Task directions
Below are entries; work out how many of their lines hold "patterned", giving only that number.

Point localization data

Segment Open

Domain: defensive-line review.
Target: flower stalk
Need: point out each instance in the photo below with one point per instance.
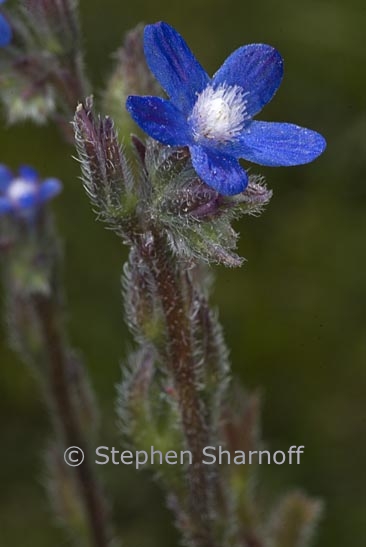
(36, 329)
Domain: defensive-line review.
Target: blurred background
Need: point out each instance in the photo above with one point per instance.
(294, 315)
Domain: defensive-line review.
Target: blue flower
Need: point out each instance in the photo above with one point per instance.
(213, 116)
(5, 30)
(23, 194)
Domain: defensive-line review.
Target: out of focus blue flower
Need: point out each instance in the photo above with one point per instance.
(5, 30)
(213, 116)
(23, 194)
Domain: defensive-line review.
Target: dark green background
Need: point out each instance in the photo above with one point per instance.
(294, 315)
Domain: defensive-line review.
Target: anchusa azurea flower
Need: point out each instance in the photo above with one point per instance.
(22, 195)
(5, 30)
(214, 116)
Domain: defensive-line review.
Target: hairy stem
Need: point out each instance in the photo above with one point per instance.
(67, 419)
(181, 364)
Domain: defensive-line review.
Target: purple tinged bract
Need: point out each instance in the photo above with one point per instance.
(22, 195)
(214, 116)
(5, 30)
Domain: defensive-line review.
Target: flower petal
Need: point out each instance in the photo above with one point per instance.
(49, 189)
(220, 171)
(6, 176)
(279, 144)
(5, 32)
(160, 119)
(257, 69)
(174, 65)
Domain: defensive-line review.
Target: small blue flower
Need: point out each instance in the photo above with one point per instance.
(213, 116)
(5, 30)
(23, 194)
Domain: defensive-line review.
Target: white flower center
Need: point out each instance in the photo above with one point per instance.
(21, 188)
(219, 113)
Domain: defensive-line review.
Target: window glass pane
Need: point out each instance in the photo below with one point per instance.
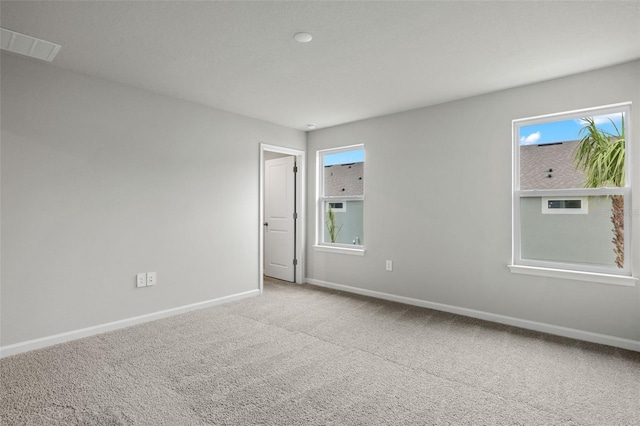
(343, 173)
(585, 236)
(583, 152)
(344, 227)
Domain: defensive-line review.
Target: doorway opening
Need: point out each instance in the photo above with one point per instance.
(282, 228)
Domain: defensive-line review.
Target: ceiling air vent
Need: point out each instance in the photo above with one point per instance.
(28, 46)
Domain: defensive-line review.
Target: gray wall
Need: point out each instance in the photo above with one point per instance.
(447, 172)
(102, 181)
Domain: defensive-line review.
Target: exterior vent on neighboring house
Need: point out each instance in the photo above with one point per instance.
(29, 46)
(573, 205)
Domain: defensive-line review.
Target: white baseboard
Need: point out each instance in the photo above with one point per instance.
(588, 336)
(43, 342)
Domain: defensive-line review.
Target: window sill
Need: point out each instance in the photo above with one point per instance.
(574, 275)
(341, 250)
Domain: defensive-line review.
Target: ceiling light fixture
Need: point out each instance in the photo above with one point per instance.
(28, 46)
(302, 37)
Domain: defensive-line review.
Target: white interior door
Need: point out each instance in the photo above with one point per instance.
(279, 209)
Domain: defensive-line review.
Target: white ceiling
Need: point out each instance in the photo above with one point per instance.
(366, 58)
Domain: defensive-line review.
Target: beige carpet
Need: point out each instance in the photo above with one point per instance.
(301, 355)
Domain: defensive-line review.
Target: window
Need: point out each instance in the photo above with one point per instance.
(572, 191)
(341, 198)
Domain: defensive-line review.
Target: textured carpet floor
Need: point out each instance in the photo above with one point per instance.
(301, 355)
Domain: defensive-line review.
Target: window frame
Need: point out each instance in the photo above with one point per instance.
(565, 269)
(321, 245)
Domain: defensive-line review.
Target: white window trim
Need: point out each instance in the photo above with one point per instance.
(565, 270)
(350, 249)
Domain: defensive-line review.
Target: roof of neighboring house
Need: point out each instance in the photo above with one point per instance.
(344, 179)
(550, 166)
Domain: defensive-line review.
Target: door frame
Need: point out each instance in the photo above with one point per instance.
(301, 227)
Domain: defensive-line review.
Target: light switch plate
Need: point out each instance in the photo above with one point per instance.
(141, 280)
(151, 278)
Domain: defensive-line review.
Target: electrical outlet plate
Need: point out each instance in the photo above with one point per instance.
(141, 280)
(151, 278)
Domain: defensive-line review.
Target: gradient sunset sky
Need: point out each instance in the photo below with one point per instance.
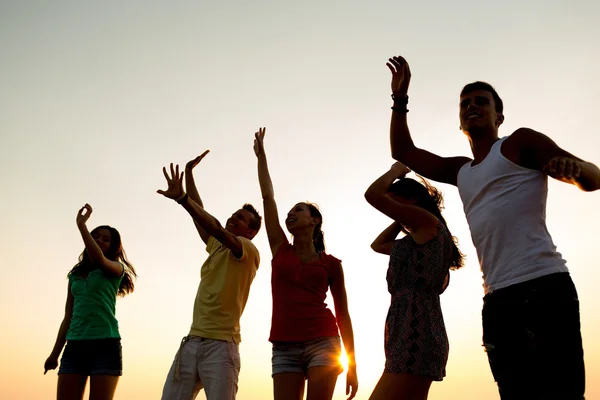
(97, 96)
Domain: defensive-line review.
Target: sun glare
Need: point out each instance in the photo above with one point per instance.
(344, 360)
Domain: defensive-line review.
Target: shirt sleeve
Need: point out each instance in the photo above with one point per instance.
(249, 251)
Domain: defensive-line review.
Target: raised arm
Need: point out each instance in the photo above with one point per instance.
(423, 162)
(61, 338)
(342, 315)
(96, 255)
(385, 241)
(535, 150)
(190, 186)
(423, 224)
(206, 221)
(275, 233)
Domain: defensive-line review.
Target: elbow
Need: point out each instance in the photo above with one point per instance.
(372, 197)
(401, 150)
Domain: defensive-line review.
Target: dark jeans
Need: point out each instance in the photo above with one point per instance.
(532, 337)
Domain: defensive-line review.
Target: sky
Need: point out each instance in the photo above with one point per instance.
(96, 97)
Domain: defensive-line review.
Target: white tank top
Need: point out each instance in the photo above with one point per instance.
(505, 206)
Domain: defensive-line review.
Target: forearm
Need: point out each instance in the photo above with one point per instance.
(400, 139)
(93, 251)
(345, 325)
(61, 338)
(382, 184)
(204, 220)
(190, 187)
(264, 178)
(589, 177)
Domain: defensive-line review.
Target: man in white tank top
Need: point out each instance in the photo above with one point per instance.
(531, 329)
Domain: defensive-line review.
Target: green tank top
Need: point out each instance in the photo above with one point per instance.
(94, 306)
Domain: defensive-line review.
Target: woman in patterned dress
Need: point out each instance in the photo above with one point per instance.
(416, 344)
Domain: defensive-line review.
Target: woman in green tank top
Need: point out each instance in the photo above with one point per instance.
(89, 327)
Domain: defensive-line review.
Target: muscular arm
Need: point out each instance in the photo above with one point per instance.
(423, 162)
(275, 233)
(192, 191)
(534, 150)
(61, 338)
(423, 224)
(385, 241)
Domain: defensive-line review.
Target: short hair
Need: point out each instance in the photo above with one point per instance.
(256, 220)
(484, 86)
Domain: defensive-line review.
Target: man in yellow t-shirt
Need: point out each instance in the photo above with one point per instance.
(209, 356)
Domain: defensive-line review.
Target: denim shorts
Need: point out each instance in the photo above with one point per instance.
(92, 357)
(300, 356)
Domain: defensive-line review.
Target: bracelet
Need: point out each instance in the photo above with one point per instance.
(181, 198)
(400, 101)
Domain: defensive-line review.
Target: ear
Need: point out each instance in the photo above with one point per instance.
(499, 120)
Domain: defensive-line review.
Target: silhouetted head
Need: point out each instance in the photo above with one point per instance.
(109, 241)
(481, 109)
(244, 222)
(306, 216)
(424, 195)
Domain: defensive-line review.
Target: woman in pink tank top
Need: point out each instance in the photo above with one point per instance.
(304, 332)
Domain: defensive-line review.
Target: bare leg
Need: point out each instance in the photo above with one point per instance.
(71, 386)
(401, 387)
(102, 387)
(321, 382)
(288, 386)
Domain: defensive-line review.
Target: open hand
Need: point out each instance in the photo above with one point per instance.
(400, 169)
(192, 163)
(51, 363)
(563, 168)
(259, 148)
(400, 75)
(83, 214)
(174, 183)
(351, 382)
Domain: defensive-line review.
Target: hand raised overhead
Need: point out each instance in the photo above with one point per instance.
(174, 184)
(259, 148)
(400, 75)
(83, 214)
(192, 163)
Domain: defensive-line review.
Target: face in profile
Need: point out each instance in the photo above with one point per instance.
(299, 217)
(239, 223)
(478, 110)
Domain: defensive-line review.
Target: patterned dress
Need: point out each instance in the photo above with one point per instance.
(415, 334)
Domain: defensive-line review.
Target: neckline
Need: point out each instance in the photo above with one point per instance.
(471, 166)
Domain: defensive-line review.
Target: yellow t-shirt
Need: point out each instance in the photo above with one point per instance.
(223, 291)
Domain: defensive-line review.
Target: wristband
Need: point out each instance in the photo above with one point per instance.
(181, 198)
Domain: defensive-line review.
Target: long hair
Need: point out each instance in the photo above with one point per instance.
(429, 198)
(318, 235)
(115, 253)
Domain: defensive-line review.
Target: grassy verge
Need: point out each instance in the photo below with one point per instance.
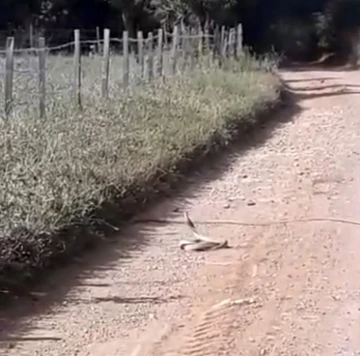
(64, 179)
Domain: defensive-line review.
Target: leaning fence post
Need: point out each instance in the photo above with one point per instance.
(106, 64)
(77, 67)
(9, 75)
(160, 53)
(42, 77)
(126, 59)
(239, 40)
(150, 56)
(173, 54)
(140, 41)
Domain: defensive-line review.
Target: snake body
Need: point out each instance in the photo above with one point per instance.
(200, 242)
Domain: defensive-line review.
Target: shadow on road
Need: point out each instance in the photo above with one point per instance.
(131, 241)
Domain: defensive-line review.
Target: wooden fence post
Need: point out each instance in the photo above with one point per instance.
(217, 43)
(9, 75)
(98, 40)
(150, 56)
(126, 59)
(140, 41)
(106, 64)
(239, 40)
(200, 43)
(223, 42)
(173, 54)
(31, 36)
(77, 68)
(159, 53)
(42, 77)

Segment Closed

Solution
2